◆ Image-grounded pointing data:
◇ ◇ ◇ ◇ ◇

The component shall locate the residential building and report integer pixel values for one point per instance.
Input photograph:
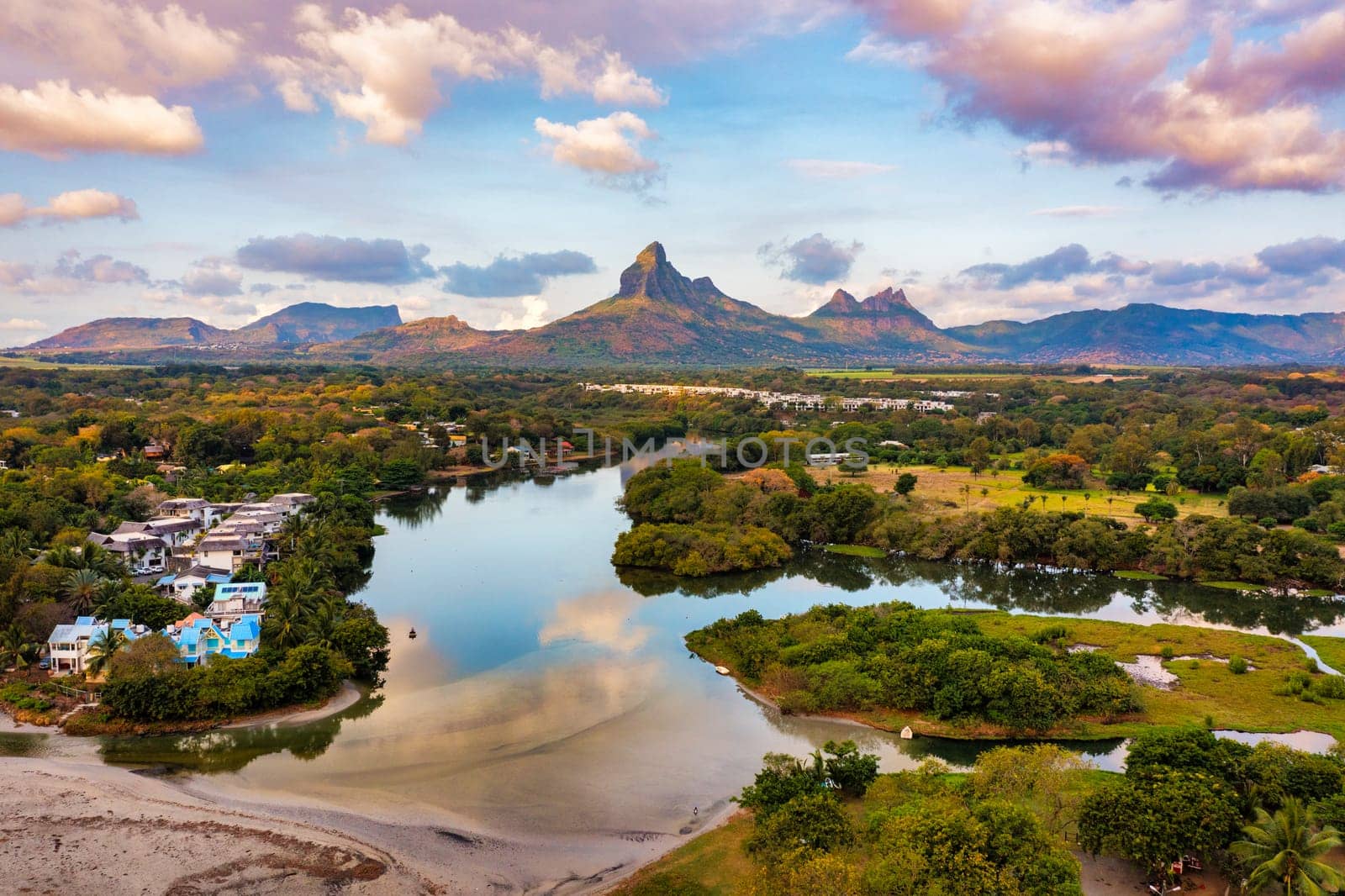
(198, 638)
(67, 645)
(239, 599)
(141, 553)
(230, 551)
(197, 509)
(293, 501)
(185, 586)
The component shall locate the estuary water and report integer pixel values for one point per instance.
(548, 694)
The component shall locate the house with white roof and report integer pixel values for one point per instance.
(239, 599)
(185, 586)
(141, 553)
(197, 509)
(293, 501)
(199, 638)
(67, 646)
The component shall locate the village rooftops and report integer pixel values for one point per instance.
(293, 499)
(175, 506)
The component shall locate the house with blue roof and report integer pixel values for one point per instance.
(183, 586)
(67, 645)
(198, 638)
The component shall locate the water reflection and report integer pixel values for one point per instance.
(232, 748)
(551, 693)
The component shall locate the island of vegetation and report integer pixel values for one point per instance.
(1192, 811)
(995, 674)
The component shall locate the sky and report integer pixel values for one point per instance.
(504, 161)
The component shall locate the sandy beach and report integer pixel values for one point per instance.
(76, 824)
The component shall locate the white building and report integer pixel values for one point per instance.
(67, 646)
(239, 599)
(185, 586)
(141, 553)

◇ ◇ ◇ ◇ ◇

◆ PROBLEM TO SOLVE: Each line from the one with "The component shall locate the sky" through the end of the entries above is to be returned word for word. Nothing else belongs in the answer.

◆ EXPECTED ANSWER:
The component shall locate the sky and report integer pixel values for one point per instance.
(504, 161)
The component shall locate the sandy beach and report integer pixel values for one point per instance.
(76, 824)
The component shall locate the white building and report integer pixel values for one point per instance.
(67, 646)
(239, 599)
(185, 586)
(141, 553)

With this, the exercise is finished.